→ **TASK DETAILS**: For this exercise, restate every line below word for word and drop the images.

***** RECORD EXTRACTS *****

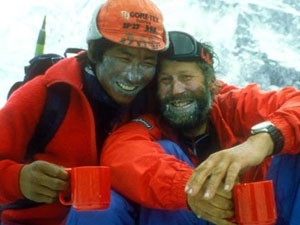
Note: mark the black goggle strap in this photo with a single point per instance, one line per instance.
(206, 56)
(185, 46)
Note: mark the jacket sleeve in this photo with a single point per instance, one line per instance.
(141, 170)
(244, 107)
(18, 119)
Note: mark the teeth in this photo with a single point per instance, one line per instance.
(180, 103)
(126, 87)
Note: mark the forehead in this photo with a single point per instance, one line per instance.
(122, 49)
(172, 67)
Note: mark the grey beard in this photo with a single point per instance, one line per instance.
(188, 120)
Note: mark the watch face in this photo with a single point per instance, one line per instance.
(261, 125)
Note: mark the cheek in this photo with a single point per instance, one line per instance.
(162, 90)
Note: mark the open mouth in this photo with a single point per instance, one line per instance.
(181, 103)
(126, 88)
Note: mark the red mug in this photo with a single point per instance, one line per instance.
(89, 188)
(254, 203)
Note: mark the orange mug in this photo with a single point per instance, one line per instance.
(254, 203)
(89, 188)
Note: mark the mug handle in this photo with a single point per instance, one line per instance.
(65, 197)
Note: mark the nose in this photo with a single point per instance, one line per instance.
(134, 73)
(177, 87)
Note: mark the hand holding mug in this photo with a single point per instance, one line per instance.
(89, 188)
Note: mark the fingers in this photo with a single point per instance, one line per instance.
(212, 172)
(217, 210)
(232, 176)
(201, 174)
(41, 181)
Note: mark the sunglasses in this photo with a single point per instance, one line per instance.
(185, 47)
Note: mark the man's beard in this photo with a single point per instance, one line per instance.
(190, 116)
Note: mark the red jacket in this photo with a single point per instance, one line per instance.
(70, 146)
(145, 174)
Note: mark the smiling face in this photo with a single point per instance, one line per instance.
(184, 95)
(125, 71)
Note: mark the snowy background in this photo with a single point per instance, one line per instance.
(256, 40)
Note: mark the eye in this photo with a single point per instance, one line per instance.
(165, 80)
(186, 77)
(123, 58)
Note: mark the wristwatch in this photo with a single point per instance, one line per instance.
(268, 127)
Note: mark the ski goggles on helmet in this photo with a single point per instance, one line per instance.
(184, 47)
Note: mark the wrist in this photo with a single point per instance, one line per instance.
(273, 134)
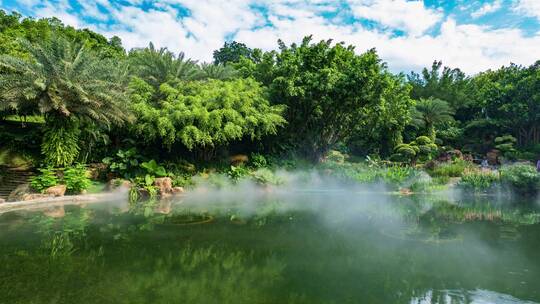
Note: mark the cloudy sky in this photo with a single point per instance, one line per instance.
(408, 34)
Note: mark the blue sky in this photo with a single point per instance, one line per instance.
(408, 34)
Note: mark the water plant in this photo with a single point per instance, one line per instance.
(522, 178)
(478, 180)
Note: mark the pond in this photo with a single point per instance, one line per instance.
(305, 246)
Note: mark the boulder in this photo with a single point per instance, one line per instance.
(18, 193)
(118, 183)
(33, 196)
(58, 190)
(164, 185)
(178, 190)
(55, 212)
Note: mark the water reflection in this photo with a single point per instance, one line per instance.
(316, 248)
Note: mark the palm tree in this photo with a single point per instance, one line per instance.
(69, 85)
(158, 66)
(430, 112)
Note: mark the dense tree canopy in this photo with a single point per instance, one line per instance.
(203, 115)
(304, 98)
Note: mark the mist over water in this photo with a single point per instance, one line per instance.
(311, 239)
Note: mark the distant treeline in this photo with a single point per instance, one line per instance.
(91, 97)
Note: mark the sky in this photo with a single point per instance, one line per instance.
(408, 34)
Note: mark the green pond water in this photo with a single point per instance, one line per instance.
(293, 247)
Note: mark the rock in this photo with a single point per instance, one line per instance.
(178, 190)
(55, 212)
(33, 196)
(18, 193)
(58, 190)
(164, 184)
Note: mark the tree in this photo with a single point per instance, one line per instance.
(159, 66)
(217, 71)
(382, 124)
(232, 52)
(447, 84)
(430, 113)
(326, 88)
(69, 85)
(204, 115)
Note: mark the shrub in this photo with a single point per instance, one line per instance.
(478, 180)
(47, 178)
(522, 178)
(335, 156)
(236, 173)
(265, 177)
(152, 168)
(76, 179)
(124, 163)
(454, 169)
(397, 174)
(257, 161)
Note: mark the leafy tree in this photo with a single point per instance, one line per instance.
(217, 71)
(326, 89)
(68, 84)
(431, 112)
(232, 52)
(509, 98)
(159, 66)
(383, 123)
(449, 85)
(203, 115)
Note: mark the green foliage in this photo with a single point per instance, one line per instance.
(204, 115)
(152, 168)
(505, 144)
(478, 180)
(237, 173)
(432, 112)
(232, 52)
(76, 179)
(159, 66)
(326, 88)
(47, 178)
(451, 169)
(265, 176)
(257, 161)
(335, 156)
(60, 144)
(522, 178)
(125, 163)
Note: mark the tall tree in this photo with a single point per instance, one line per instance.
(232, 52)
(69, 85)
(431, 112)
(326, 88)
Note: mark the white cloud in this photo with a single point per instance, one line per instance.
(487, 8)
(412, 17)
(529, 8)
(209, 23)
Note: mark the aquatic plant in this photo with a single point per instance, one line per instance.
(478, 180)
(522, 178)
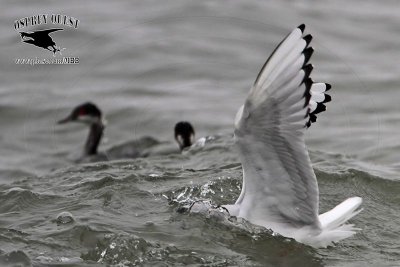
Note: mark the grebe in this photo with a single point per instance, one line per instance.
(89, 113)
(184, 134)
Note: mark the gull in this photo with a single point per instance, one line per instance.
(280, 190)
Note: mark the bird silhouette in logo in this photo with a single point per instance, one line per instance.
(41, 39)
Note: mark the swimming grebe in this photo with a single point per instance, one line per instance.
(88, 113)
(184, 134)
(280, 190)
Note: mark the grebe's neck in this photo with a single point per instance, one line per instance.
(94, 137)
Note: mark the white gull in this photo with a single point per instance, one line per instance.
(280, 190)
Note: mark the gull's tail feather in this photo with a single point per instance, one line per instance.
(333, 222)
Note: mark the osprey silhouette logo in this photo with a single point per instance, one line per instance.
(41, 39)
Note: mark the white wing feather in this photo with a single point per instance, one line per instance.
(280, 190)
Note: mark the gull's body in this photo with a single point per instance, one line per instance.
(280, 190)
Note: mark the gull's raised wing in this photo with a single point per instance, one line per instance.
(279, 184)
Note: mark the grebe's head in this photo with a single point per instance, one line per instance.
(87, 113)
(184, 134)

*****

→ **EXERCISE SOLUTION**:
Note: mark the black goggle strap in this photo with a single point per instance, one line per instance.
(206, 56)
(185, 46)
Note: mark the jacket sleeve in this photo with a single point per instance, one line per instance.
(141, 170)
(244, 107)
(18, 119)
Note: mark the teeth in this photo with a single point per instance, one line per instance.
(180, 103)
(126, 87)
Note: mark the forehead in this photo with a single point per instance, one line per instance.
(122, 49)
(172, 67)
Note: mark the grey beard in this photo with a single point per instance, one line per instance.
(188, 120)
Note: mark the watch face in this photo with a single point per instance, one line per instance.
(261, 125)
Note: mark the cheek in this photo with a single point per instance, one line per instance.
(162, 90)
Note: mark the open mouth in this photo with a single point per instance, one line per instance.
(181, 103)
(126, 88)
Note: mark the red mug in this photo with a single point per instance, one line per instance.
(89, 188)
(254, 203)
Note: mark the orange mug in this photo with a single point per instance, one line per instance.
(254, 203)
(89, 188)
Note: mark the mug handle in this photo with a single point per instance, one line per instance.
(65, 197)
Note: mark the nose in this photo with a single point per instance, one line per instance.
(134, 73)
(177, 87)
Note: mark the hand holding mug in this photo with a single point per instance, one line per instance.
(89, 188)
Note: mark the fingers in this photo with a single point per instance, one line per instance.
(212, 172)
(217, 210)
(232, 176)
(201, 174)
(41, 181)
Note: mark the sunglasses in this photo with a single point per instance, one line per instance.
(185, 47)
Note: mark the man's beard in this photo with a single point per instance, one line per instance.
(190, 116)
Note: mark the red jacket in this photo with a single point per instance, one line per instance.
(70, 146)
(145, 174)
Note: mark the smiling face in this photo with a single point per instance, one line per instance.
(184, 95)
(125, 71)
Note: mark the snowy background in this photo with a single point per instance, one line per instance.
(256, 40)
Note: mark the eye in this photo with a single point per instance, one line per instance.
(165, 80)
(186, 77)
(123, 58)
Note: mark the wristwatch in this photo with a single point per instance, one line per instance.
(268, 127)
Note: mark the ski goggles on helmet in this photo with a single point per instance, one line per instance.
(184, 47)
Note: mark the wrist in this photo with a single point per instance, one line per instance.
(273, 134)
Note: mark the cloudy sky in this photo with a single point per instance, one line per instance.
(408, 34)
Note: mark the blue sky in this photo with a single point per instance, one line per instance.
(408, 34)
Note: mark the water plant in this photo with a single point per instance, one line per instance.
(522, 178)
(478, 180)
Note: mark the pond in this photo with a single point per instance, one line per instance.
(305, 246)
Note: mark the boulder in this photo with a single point per instance, one line per instance.
(18, 193)
(118, 183)
(33, 196)
(58, 190)
(164, 185)
(178, 190)
(55, 212)
Note: mark the water reflection in this photo with a single point per instance, one line per instance.
(316, 248)
Note: mark the palm tree in this photo with a single point per instance, one line per instance.
(69, 85)
(158, 66)
(430, 112)
Note: mark the dense tree canopy in this photo with a single point per instance, one line per instance.
(203, 115)
(304, 98)
Note: mark the mist over water in this photo with a single point per instance, one line per instance.
(311, 239)
Note: mark the distant treeline in this photo with a single point per instance, one line per instance.
(91, 97)
Note: mark the sky in this photo with a single point per instance, one line per instance.
(408, 34)
Note: mark the green pond water in this photo with a single point per instance, one line per instance.
(293, 247)
Note: mark the rock in this photo with a single point per instance, one line per instance.
(178, 190)
(55, 212)
(33, 196)
(18, 193)
(58, 190)
(164, 184)
Note: mark the tree in this photo with a single point per instance, one line per instance.
(159, 66)
(217, 71)
(382, 124)
(232, 52)
(447, 84)
(430, 113)
(326, 88)
(69, 85)
(204, 115)
Note: mark the shrub in this photo with a single point per instance, one line per instance.
(478, 180)
(47, 178)
(522, 178)
(335, 156)
(236, 173)
(265, 177)
(152, 168)
(76, 179)
(124, 163)
(454, 169)
(397, 174)
(257, 161)
Note: mark the leafy tree in this photo with a single point per instance, one line per instance.
(217, 71)
(326, 89)
(68, 84)
(431, 112)
(232, 52)
(509, 98)
(159, 66)
(383, 123)
(449, 85)
(203, 115)
Note: mark the green foliage in this photo with a single point per instance, one line per instance.
(204, 115)
(152, 168)
(505, 144)
(478, 180)
(237, 173)
(432, 112)
(232, 52)
(76, 179)
(159, 66)
(326, 88)
(47, 178)
(451, 169)
(265, 176)
(257, 161)
(335, 156)
(60, 144)
(522, 178)
(125, 163)
Note: mark the tall tree in this photo with a single point per instance, one line per instance.
(232, 52)
(69, 85)
(431, 112)
(326, 88)
Note: mark the white cloud in this photo with a single point per instance, one line per instance.
(487, 8)
(412, 17)
(529, 8)
(209, 23)
Note: mark the aquatic plant in this photo with a single point per instance, one line per instance.
(478, 180)
(522, 178)
Note: mark the grebe in this photo with a single point per instance, one line per instance.
(89, 113)
(184, 134)
Note: mark the gull in this photo with a single point per instance, one line per instance.
(280, 190)
Note: mark the bird silhouette in logo in this photo with a single point per instance, one line per instance.
(41, 39)
Note: mark the swimming grebe in this photo with a single point per instance, one line per instance.
(88, 113)
(184, 134)
(280, 190)
Note: mark the grebe's neck in this photo with a single point per instance, one line per instance.
(94, 137)
Note: mark the white gull in this photo with a single point per instance, one line per instance.
(280, 190)
Note: mark the gull's tail feather in this photo with a single point per instance, one line per instance.
(333, 222)
Note: mark the osprey silhouette logo in this photo with a single point per instance, one line per instance.
(41, 39)
Note: mark the white wing feather in this photo with a single point per instance, one line per instance.
(280, 190)
Note: mark the gull's body in this photo with a single point per instance, one line per instance.
(280, 190)
Note: mark the gull's raised wing in this photo with a single point per instance, one line per instance.
(279, 184)
Note: mark the grebe's head in this photo with a single point per instance, one line per instance.
(87, 113)
(184, 134)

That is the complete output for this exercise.